# WRITTEN EXERCISE
Copy out the rows in the part that opens with the line containing "In the photo above, where can the shirt collar" and runs through the end of the rows, including that first line. Keep every line, the requests too, but offset each coordinate in the answer points (the ones listed after each "Target:" line) by adding 53.

━━━ EXTRACTED ENTRIES ━━━

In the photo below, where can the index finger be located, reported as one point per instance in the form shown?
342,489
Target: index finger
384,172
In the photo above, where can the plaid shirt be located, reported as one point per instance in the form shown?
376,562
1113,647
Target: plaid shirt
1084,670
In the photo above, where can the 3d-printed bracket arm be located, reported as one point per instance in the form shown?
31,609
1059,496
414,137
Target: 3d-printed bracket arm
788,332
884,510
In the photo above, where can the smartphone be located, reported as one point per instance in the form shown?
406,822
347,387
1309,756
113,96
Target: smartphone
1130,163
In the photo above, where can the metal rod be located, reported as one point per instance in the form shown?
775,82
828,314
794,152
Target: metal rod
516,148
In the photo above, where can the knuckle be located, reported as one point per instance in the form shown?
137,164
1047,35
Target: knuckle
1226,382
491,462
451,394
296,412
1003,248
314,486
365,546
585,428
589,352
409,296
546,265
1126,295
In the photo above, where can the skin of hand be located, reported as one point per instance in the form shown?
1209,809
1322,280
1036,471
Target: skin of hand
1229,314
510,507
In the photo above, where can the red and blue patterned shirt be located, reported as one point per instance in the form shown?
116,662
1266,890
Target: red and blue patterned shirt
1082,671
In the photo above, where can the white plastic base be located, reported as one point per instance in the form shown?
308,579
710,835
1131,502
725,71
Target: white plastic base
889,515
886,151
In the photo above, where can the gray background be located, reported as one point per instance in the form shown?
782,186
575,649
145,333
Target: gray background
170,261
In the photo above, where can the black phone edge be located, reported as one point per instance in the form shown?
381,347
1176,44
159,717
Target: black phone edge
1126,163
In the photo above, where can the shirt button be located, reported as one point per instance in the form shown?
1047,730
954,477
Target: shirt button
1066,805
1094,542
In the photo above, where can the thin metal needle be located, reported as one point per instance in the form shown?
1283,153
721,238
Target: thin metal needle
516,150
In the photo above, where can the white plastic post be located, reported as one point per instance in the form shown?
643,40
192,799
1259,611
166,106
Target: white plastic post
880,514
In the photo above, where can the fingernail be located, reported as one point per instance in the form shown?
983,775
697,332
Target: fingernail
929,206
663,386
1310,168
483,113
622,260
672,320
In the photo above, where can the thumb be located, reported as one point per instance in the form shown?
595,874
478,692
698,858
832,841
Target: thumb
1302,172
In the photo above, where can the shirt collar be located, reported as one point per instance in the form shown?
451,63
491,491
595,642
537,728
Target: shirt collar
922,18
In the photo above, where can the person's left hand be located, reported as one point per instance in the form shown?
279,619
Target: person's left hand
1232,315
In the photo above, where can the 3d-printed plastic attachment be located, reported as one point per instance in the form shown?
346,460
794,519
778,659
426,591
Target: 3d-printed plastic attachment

━━━

# OUTPUT
In the photo above, where can the shirt collar be located, reported as one point per instance in the form shown?
451,63
491,491
595,642
537,728
Target: shirt collar
975,71
In the photo above, where can the person's left hand be located, reported as one point per instance in the form shown?
279,619
Target: person's left hand
1285,368
In the photo above, where can the 3d-printed plastic attachment be located, reported as one point per instance in the form shown?
346,460
794,519
778,659
426,591
Target: 3d-printed plastic attachment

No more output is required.